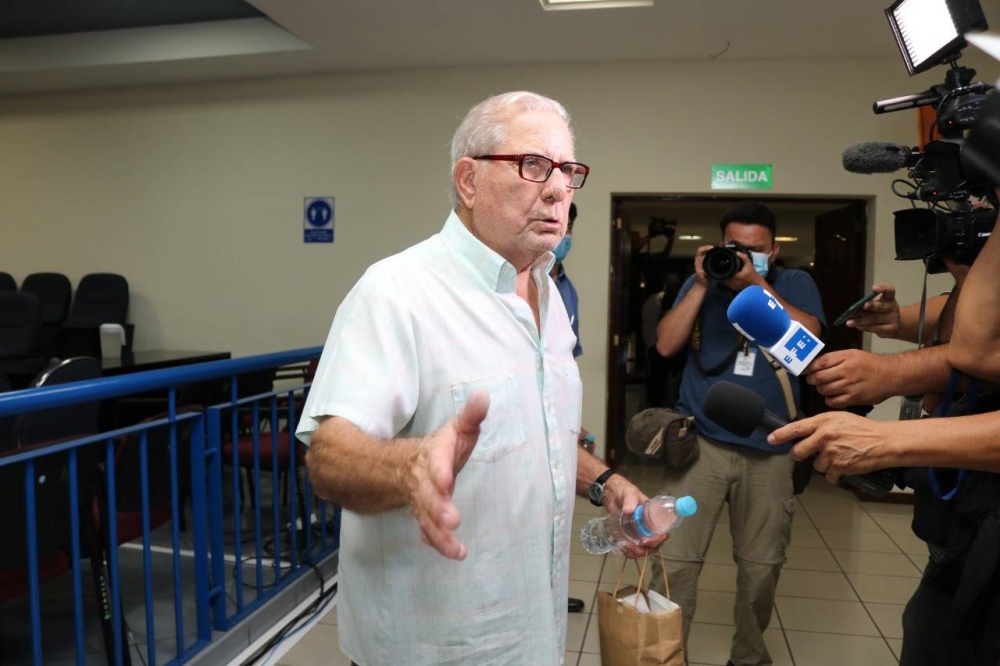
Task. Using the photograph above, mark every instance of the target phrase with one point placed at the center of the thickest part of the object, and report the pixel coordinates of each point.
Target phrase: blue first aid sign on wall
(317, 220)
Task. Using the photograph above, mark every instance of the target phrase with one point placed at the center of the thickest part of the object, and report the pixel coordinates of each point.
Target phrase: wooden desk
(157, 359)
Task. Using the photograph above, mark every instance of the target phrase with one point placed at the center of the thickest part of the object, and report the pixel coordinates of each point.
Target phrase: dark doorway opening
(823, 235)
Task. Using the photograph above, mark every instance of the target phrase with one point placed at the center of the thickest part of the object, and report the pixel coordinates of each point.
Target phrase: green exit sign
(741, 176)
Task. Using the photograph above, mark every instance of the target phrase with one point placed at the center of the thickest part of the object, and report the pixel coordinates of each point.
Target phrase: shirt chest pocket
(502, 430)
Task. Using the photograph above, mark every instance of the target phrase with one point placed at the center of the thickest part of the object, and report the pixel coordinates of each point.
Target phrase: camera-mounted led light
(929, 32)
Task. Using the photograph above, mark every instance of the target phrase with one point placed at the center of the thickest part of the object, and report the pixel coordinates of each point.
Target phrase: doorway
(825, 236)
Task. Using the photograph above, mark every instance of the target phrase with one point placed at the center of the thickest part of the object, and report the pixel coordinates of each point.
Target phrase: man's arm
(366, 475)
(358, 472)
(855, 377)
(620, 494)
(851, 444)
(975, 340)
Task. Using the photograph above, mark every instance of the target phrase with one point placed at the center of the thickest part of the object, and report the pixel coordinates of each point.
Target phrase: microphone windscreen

+++++

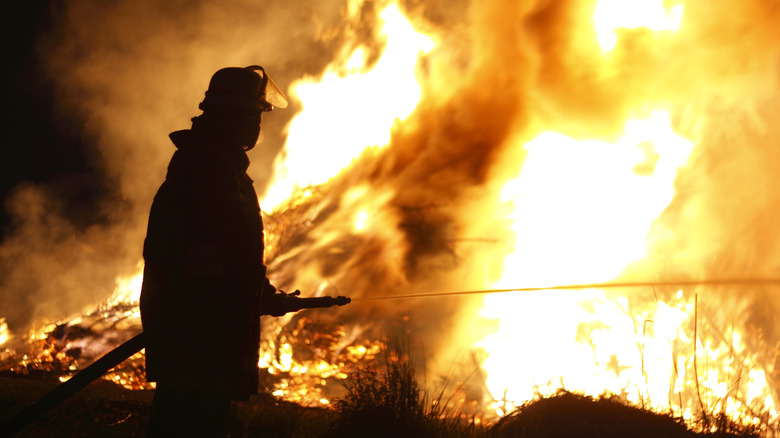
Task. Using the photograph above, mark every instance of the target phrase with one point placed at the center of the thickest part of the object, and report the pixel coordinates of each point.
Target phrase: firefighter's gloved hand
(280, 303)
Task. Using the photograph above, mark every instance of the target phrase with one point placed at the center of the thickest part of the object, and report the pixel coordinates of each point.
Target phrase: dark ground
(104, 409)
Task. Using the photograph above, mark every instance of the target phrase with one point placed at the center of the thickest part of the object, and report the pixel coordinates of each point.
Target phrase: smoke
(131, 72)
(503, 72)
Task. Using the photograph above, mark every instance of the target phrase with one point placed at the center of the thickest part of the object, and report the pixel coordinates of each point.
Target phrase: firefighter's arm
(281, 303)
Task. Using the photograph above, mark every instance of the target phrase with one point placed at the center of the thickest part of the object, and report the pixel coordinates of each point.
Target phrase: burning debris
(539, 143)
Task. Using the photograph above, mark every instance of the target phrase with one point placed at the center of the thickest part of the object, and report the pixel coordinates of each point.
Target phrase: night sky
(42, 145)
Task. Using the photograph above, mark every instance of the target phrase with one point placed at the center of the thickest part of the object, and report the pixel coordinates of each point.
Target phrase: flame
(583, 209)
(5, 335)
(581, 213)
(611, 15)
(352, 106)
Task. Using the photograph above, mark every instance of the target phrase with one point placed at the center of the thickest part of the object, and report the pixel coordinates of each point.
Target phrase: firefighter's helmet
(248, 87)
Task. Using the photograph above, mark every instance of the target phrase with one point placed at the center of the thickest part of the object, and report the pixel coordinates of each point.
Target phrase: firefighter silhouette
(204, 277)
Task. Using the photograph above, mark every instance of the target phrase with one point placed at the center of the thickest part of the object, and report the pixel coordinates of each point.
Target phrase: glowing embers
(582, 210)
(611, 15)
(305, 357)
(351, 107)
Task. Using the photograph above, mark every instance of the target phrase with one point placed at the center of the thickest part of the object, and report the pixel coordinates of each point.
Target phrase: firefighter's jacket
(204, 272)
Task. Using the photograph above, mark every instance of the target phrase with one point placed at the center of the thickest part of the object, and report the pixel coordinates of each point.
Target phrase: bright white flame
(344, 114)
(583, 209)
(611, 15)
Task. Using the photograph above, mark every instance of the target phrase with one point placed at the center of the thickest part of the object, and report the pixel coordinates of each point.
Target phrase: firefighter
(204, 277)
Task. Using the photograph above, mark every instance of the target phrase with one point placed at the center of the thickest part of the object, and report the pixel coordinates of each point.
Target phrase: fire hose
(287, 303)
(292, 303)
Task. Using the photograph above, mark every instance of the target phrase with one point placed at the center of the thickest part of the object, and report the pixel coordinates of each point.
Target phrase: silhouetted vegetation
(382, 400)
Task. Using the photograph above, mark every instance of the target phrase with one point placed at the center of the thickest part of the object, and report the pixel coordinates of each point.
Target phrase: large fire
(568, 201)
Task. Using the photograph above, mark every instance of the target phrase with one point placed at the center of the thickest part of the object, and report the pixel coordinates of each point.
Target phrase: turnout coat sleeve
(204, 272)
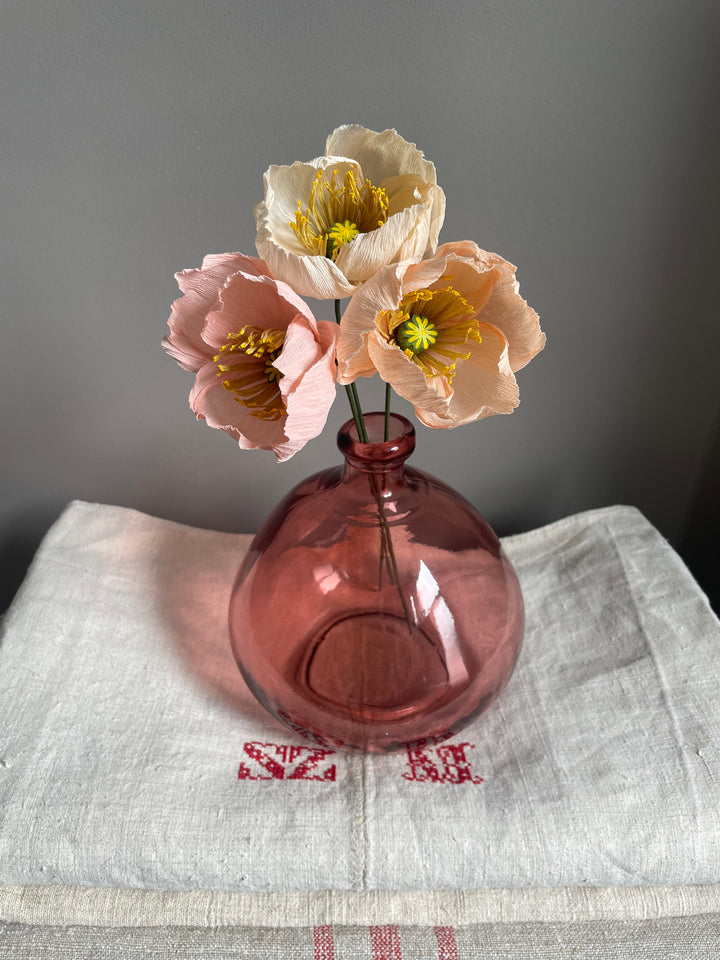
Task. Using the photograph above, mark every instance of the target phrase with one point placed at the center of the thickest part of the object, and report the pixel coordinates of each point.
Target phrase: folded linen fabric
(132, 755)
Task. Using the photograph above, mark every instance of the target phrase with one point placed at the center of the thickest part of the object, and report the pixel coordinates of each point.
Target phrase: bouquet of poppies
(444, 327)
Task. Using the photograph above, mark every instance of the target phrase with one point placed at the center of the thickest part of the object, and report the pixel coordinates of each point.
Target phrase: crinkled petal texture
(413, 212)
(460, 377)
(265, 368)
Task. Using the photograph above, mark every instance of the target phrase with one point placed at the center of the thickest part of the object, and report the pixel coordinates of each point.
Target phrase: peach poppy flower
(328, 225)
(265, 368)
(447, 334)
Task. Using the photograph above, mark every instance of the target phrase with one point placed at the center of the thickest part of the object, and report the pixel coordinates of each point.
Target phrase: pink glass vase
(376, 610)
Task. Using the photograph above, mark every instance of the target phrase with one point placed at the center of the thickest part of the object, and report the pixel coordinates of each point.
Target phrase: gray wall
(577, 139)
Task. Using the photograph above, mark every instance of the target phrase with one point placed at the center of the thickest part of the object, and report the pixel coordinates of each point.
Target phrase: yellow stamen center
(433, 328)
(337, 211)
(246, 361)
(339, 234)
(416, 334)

+++++

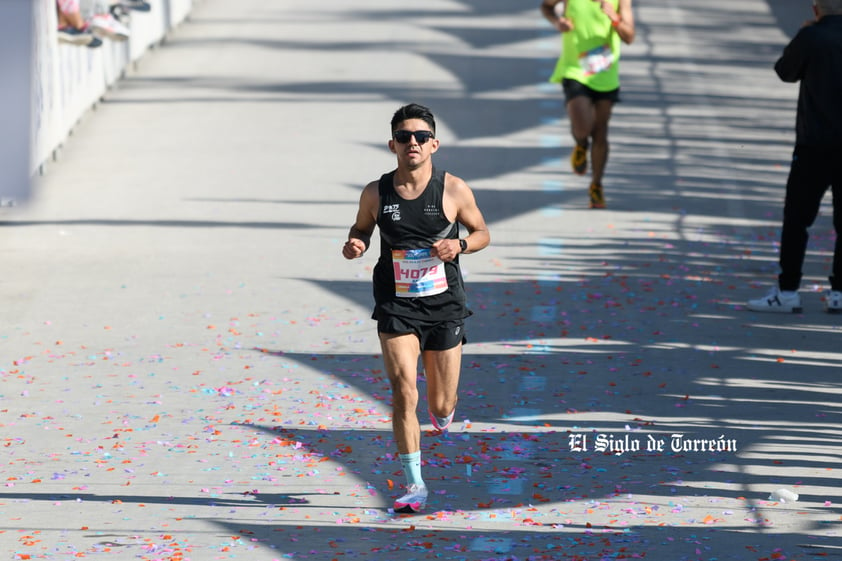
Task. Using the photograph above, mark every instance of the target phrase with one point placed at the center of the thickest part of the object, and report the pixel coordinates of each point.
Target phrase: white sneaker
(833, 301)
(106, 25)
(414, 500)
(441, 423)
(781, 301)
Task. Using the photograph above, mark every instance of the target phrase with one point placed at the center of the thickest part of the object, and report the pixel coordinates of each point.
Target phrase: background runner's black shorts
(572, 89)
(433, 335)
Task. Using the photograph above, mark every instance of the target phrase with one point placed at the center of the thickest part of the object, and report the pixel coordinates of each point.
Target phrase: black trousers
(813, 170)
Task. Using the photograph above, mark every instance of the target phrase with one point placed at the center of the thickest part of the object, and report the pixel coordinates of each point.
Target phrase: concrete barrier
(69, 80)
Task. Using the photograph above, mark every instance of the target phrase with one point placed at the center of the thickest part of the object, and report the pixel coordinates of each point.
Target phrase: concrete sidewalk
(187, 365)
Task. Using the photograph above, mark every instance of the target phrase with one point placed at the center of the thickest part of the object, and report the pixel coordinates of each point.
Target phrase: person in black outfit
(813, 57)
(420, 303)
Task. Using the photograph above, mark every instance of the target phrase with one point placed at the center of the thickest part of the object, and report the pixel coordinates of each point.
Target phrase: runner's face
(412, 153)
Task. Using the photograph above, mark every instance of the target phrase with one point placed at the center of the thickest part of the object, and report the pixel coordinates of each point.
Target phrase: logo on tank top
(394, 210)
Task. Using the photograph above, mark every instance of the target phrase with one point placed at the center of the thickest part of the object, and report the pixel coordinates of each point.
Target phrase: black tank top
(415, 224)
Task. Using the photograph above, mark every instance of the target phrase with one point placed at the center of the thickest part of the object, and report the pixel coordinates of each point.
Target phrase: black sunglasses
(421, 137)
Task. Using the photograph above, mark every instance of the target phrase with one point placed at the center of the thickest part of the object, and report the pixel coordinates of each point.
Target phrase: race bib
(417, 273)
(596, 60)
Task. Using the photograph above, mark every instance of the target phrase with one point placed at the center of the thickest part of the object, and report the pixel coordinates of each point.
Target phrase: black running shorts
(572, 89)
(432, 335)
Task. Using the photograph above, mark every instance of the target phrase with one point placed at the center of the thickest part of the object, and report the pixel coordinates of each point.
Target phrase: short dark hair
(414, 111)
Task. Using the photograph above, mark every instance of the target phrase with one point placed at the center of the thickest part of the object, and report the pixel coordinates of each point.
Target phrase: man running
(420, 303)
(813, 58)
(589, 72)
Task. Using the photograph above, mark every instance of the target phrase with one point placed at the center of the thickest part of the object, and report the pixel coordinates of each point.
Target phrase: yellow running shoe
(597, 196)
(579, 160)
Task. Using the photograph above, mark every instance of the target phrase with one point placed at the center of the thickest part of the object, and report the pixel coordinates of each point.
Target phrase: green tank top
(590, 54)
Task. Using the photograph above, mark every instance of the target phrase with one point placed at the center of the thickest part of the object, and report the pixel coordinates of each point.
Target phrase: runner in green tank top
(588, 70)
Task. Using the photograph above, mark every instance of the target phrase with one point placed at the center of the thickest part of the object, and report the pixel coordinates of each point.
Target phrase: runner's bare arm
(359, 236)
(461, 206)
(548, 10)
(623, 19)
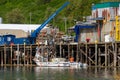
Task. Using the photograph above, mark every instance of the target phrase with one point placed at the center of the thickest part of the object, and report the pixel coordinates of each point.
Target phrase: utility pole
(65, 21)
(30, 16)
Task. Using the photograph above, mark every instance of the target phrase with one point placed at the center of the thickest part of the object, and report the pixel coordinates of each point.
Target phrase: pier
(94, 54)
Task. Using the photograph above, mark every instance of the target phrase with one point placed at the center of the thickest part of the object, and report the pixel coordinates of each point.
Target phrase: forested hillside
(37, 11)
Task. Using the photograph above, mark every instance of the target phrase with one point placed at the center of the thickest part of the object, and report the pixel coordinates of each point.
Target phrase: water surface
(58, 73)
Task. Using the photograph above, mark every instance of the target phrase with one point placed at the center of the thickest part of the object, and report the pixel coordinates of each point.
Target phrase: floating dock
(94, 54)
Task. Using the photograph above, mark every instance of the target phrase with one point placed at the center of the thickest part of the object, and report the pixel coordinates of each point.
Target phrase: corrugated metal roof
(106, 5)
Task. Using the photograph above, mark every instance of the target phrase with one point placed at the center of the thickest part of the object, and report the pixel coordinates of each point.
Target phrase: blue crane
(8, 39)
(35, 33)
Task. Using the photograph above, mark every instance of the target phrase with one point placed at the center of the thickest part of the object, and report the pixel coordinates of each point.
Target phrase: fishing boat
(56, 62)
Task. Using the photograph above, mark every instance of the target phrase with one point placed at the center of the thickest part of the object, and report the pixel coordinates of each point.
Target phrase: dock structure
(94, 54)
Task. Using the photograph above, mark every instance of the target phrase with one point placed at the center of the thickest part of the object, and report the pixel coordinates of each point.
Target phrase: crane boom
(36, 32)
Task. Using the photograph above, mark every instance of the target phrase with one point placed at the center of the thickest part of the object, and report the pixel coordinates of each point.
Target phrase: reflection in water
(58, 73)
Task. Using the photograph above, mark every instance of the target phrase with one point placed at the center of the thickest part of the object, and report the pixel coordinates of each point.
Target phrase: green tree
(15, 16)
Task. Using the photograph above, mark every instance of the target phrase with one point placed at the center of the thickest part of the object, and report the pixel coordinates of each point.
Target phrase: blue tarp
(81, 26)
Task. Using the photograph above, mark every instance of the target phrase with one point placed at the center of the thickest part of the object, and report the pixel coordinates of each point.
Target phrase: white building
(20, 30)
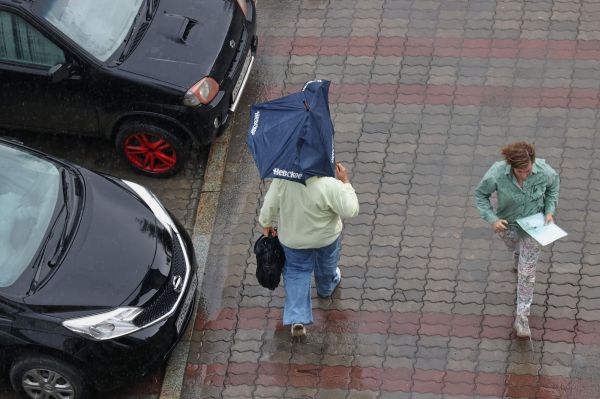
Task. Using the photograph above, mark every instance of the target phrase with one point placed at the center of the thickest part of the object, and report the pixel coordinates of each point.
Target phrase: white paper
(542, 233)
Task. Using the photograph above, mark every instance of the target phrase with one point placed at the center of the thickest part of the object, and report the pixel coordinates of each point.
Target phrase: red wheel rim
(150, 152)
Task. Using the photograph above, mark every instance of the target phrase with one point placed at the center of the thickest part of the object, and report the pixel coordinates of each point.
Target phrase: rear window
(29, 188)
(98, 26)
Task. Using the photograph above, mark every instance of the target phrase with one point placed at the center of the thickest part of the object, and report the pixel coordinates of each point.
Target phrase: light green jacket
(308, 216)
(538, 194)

+++++

### Task to complete
Count the lines in the records above that contain the string "sign", treating uppercase and lowercase as different. Reply with only the number.

### The reply
2